***** Provided material

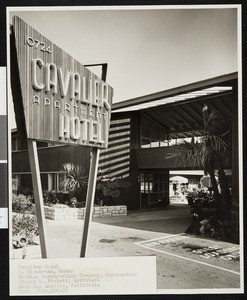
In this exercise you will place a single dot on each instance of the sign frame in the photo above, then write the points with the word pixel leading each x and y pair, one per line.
pixel 21 120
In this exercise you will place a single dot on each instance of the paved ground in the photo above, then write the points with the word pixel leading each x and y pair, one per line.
pixel 183 261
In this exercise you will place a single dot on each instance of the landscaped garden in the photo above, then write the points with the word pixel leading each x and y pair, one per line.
pixel 69 204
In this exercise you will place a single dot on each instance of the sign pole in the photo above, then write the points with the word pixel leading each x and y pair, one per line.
pixel 90 198
pixel 38 196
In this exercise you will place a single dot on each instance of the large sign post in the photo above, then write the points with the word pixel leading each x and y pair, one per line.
pixel 61 101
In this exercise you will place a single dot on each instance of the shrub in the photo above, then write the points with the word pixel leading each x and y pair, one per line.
pixel 108 190
pixel 22 204
pixel 55 197
pixel 25 225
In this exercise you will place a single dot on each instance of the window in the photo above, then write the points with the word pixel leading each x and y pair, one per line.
pixel 54 182
pixel 154 188
pixel 152 134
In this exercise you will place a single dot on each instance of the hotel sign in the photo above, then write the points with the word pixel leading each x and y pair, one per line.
pixel 63 102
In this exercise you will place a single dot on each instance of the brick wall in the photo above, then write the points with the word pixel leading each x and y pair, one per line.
pixel 69 213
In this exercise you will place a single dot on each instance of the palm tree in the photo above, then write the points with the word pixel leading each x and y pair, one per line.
pixel 212 154
pixel 74 179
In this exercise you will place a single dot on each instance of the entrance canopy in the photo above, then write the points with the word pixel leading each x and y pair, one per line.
pixel 178 179
pixel 179 110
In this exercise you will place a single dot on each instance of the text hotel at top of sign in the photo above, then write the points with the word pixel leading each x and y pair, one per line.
pixel 63 101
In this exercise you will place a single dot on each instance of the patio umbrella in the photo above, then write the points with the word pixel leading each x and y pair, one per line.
pixel 206 181
pixel 178 179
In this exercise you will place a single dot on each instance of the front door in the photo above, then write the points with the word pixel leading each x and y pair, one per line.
pixel 154 189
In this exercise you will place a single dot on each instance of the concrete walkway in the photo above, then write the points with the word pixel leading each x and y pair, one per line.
pixel 183 261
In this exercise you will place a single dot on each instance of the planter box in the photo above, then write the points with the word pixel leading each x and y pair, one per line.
pixel 70 213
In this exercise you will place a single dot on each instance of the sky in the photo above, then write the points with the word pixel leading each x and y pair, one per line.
pixel 147 50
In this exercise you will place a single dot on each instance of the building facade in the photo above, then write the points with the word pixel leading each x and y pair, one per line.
pixel 146 139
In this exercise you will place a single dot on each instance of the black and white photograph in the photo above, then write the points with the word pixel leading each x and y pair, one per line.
pixel 125 145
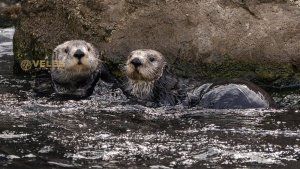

**********

What is asked → Starting with the line containing "of the building" and going on through the end of the rows, write those lines out again, requests included, but scale each coordinate in the answers by 2.3, rounding to whole numbers with halves going up. Leave the pictures out.

Full solution →
In this exercise you will place a single dot on each instance of the building facade in the photo above, then write the points with the word pixel leading each x and y pair, one per line.
pixel 336 320
In this exercise you will place a single dot on each instance of the black and white photograph in the photo above, then write the points with the word pixel leading each x and y pair, one per line.
pixel 288 334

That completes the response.